*REQUIRED WORK*
Every line from the one with "Could you please indicate the woman's hand" through the end of the records below should be restated word for word, and nothing outside that span.

*ENTRIES SHOWN*

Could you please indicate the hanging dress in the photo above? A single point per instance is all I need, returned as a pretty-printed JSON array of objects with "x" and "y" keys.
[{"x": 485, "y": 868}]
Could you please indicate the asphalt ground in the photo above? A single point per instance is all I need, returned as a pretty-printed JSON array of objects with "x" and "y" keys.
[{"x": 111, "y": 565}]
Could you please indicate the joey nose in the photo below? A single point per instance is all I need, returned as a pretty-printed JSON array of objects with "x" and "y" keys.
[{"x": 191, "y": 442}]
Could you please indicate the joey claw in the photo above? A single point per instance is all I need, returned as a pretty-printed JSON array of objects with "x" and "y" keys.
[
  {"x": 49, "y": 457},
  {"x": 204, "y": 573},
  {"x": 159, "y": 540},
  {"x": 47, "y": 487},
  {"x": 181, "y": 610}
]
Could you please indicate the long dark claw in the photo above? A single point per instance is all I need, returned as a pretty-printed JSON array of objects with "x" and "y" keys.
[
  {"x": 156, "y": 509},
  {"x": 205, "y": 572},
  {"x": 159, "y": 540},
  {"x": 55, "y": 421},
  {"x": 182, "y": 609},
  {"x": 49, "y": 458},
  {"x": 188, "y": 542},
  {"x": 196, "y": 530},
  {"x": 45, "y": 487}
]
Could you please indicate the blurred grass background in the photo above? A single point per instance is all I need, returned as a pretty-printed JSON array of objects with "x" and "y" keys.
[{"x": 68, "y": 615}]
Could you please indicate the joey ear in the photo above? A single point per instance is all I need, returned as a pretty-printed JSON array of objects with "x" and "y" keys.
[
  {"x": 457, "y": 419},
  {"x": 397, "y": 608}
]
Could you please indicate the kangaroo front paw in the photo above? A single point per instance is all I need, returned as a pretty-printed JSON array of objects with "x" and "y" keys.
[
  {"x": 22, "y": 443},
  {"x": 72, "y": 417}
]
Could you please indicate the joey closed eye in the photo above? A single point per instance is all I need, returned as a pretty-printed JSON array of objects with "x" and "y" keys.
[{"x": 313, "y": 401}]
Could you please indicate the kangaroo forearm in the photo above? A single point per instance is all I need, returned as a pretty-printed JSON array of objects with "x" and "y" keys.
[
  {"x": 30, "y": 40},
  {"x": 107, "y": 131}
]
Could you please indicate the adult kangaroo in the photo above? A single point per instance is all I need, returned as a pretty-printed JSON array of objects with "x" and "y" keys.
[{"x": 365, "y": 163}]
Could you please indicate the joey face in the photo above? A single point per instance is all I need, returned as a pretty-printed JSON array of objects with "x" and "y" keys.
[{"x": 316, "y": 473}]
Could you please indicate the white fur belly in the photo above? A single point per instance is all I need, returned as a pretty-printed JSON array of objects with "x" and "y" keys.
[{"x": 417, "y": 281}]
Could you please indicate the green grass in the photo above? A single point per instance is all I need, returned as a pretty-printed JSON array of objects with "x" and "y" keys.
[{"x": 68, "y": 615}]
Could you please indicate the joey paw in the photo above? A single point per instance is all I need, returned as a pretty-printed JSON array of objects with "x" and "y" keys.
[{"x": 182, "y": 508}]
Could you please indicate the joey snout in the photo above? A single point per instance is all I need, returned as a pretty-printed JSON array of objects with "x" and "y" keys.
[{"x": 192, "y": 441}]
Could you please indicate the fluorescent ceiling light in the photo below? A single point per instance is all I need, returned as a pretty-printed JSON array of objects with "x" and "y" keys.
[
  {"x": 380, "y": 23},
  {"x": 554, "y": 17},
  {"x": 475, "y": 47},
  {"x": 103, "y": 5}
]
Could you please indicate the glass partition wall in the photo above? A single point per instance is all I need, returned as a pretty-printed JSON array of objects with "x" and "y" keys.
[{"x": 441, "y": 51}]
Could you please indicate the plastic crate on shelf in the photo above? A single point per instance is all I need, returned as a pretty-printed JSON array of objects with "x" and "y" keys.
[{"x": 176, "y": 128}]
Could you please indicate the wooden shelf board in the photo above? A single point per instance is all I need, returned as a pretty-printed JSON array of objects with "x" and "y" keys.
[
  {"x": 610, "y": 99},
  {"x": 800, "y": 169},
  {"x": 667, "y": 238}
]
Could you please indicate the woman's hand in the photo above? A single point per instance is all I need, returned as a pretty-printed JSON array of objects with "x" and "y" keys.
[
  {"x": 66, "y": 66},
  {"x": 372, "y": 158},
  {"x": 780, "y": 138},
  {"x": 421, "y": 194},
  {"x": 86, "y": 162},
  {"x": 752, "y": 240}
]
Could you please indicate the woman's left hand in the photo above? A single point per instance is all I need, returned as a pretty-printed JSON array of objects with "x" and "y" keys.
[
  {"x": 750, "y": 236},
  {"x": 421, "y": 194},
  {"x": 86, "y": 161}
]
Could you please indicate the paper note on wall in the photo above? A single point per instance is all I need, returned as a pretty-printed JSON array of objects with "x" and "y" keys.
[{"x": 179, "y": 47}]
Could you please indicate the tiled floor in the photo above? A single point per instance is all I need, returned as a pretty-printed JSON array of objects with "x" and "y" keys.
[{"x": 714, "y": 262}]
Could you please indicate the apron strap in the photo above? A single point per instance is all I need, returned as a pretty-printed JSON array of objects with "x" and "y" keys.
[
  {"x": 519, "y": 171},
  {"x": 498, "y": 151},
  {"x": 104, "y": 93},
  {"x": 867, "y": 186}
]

*COMPLETE OUTPUT*
Could you please indicate the woman's hand in the photo above? A single point per instance is all I need, returned as a pretty-printed JSON array of objects with "x" and "y" keys.
[
  {"x": 66, "y": 66},
  {"x": 372, "y": 158},
  {"x": 780, "y": 138},
  {"x": 421, "y": 194},
  {"x": 86, "y": 162},
  {"x": 752, "y": 240}
]
Could you please indicate the woman's left hand in the photo above? A single point per instance is all I need, returned as a pretty-printed JSON array of objects with "x" and "y" keys.
[
  {"x": 750, "y": 236},
  {"x": 421, "y": 194},
  {"x": 86, "y": 161}
]
Could you please indicate the paper note on wall in the photo above? A single point per instance is all I need, returned as a pretty-printed JSON array of objects with "x" and "y" keys.
[{"x": 179, "y": 47}]
Could you please indicate the tiled floor in the photo above? A single point per instance is all I need, returned as a pretty-printed JSON array of objects with "x" and "y" keys.
[{"x": 714, "y": 262}]
Could you please indicate the apron strap in the photo above? A single point per instance is all I need, returned as a pretty-printed JSON array of objects with "x" and "y" keys.
[
  {"x": 519, "y": 171},
  {"x": 498, "y": 151},
  {"x": 104, "y": 93},
  {"x": 867, "y": 186}
]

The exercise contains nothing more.